◆ WORK TASK A ◆
Using the text on S. luhuanus sperm, answer these questions:
(i) At what frame rate was video recorded?
(ii) In which season does S. luhuanus reproduce at Sesoko, Okinawa?
(iii) How many mature parasperm does Figure 2 (B) show?
◆ WORK TASK B ◆
Please print the part of the text on S. luhuanus sperm that opens with the words containing "FIGURE 2. Differential" and closes with "shown. Scale bar, 100 μm.".
◆ WORK TASK C ◆
Proceed with the text on S. luhuanus sperm, writing on from its last sentence.

Mature sperm from the sperm duct or the suspension of testicular cells were diluted 100–2,000-fold with ASW, placed on a glass slide coated with 1% BSA to avoid adhesion of sperm, and observed under a DIC microscope (BX51or 53, Olympus) with a 10× or 20× objective (UPlanSApo, Olympus). Photographs were obtained using a digital camera (Olympus DP70 or DP74). For video recording at 200 fps, the microscope was connected to a high-speed CCD camera (HAS220 or HASU-2, Ditect, Tokyo, Japan). Data are presented as mean ± SD, unless otherwise stated.

Results

Testicular Structure in S. luhuanus

S. luhuanus occurs in the sandy substrates near rocky marine areas (Figure 1A). They are gonochoristic, undergo internal fertilization, and reproduce during summer at Shimoda, Shizuoka (temperate zone) and winter at Sesoko, Okinawa (subtropical zone). Males copulate with females and release sperm by intromitting the penis to the female genital tract (Figures 1B,C). Prior to reproductive season, the development of eusperm and parasperm is initiated in the testes. Mature sperm are spermiated into the sperm duct (spermiduct or vas deferens), while spermatogenesis continues in the testis. Eusperm and parasperm were found in separate areas along with spermatogenic cells in testicular lobes without a discrete boundary (Figures 1D,E). In this study, we collected mature sperm and spermatogenic cells from the sperm ducts and testes, respectively, during the reproductive season. Sperm ducts predominantly contained mature eusperm and parasperm in the mid-reproductive season, whereas several spermatogenic cell stages were still observed in the testis (Figure 2).

FIGURE 1

FIGURE 1. Male reproductive system in S. luhuanus. (A) Adult S. luhuanus. Scale bars, 2 cm. (B) A copulating male and a female. Scale bars, 2 cm. (C) Insertion of the penis into the female tract. Scale bars, 1 cm. (D) H&E staining of S. luhuanus testis, which is clearly composed of many lobules (dashed line). Scale bars, 500 μm. (E) Both eusperm and parasperm are generated in a lobule. Parasperm and paraspermatogenic cells (arrows) are recognized as larger cells with less intense hematoxylin staining. Spermatids and mature sperm are recognized by packed nuclei intensely stained with hematoxylin (arrowheads). Scale bars, 100 μm.

FIGURE 2

FIGURE 2. Differential interference contrast (DIC) images of S. luhuanus sperm. (A) Spermatogenic cells obtained from testis. Both immature eusperm and parasperm can be observed. Scale bar, 100 μm. (B) Mature sperm obtained from sperm duct. Six mature parasperm as well as many mature eusperm are shown. Scale bar, 100 μm.

◆ RECORD EXTRACTS ◆

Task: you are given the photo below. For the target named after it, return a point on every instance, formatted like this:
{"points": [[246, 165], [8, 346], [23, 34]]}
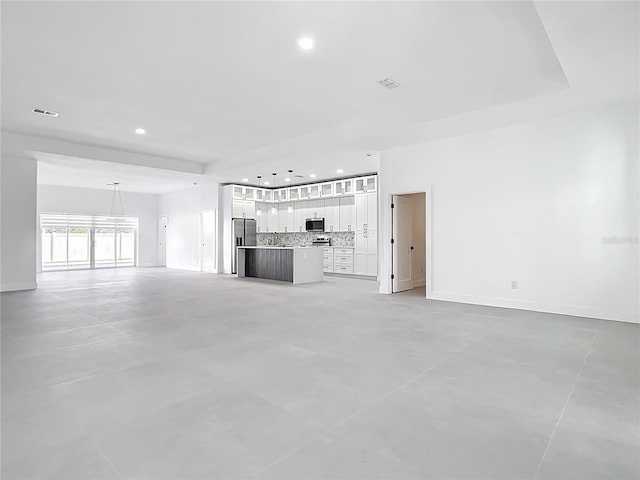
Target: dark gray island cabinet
{"points": [[288, 264]]}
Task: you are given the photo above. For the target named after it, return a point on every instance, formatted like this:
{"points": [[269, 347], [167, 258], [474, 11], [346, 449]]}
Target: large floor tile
{"points": [[158, 373]]}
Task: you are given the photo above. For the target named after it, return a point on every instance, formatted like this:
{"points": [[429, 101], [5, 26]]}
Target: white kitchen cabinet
{"points": [[300, 216], [343, 187], [281, 195], [326, 189], [366, 212], [328, 260], [366, 184], [347, 214], [286, 218], [343, 260], [310, 191], [262, 217], [315, 209], [243, 209], [366, 253], [244, 193], [332, 215]]}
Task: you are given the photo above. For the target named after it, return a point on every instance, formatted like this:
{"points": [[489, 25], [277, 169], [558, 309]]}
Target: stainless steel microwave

◆ ANSWER AREA A ◆
(i) 200 fps
(ii) Winter
(iii) Six

◆ ANSWER AREA B ◆
FIGURE 2. Differential interference contrast (DIC) images of S. luhuanus sperm. (A) Spermatogenic cells obtained from testis. Both immature eusperm and parasperm can be observed. Scale bar, 100 μm. (B) Mature sperm obtained from sperm duct. Six mature parasperm as well as many mature eusperm are shown. Scale bar, 100 μm.

◆ ANSWER AREA C ◆
Morphology and Motility of Parasperm

The mature parasperm of S. luhuanus has a unique morphology, with large globular bodies and two lateral undulating membranes (Figures 3A–J, 4A–F; Reinke, 1912; Koike and Nishiwaki, 1980; Casse et al., 1994). Parasperm collected from the sperm duct had globular bodies distributed throughout the cytoplasm. The tip of the cell showed a round edge with tightly packed globular bodies (Figures 3K,L, 4G,H), though a few parasperm appeared to have lost the globular bodies and their tips appeared slender or sharp (Figures 3I,J). The losses of globular bodies were easily recognized by empty spherical regions where globular bodies would have been present (Figure 3M). Two undulating membranes, which are made of a hundred axonemes representing a plate-shaped motile apparatus (Koike and Nishiwaki, 1980; Casse et al., 1994), are laterally located. Several arrays of single axonemes, distinct from the axonemes in the undulating membranes, were observed covering the area of the globular bodies (Figures 4H–K). At the opposite tip, the undulating membranes were joined to form a flattened end with a central “streak” along the longer axis of the parasperm (Figures 3N,O, 4L–N). Following the description in previous reports (Nishiwaki, 1964; Koike and Shinohara, 1987; Buckland-Nicks, 1998), we defined the anterior and posterior ends of the Strombus parasperm as those with a round end and streak, respectively (Figures 3, 4, indicated at the right).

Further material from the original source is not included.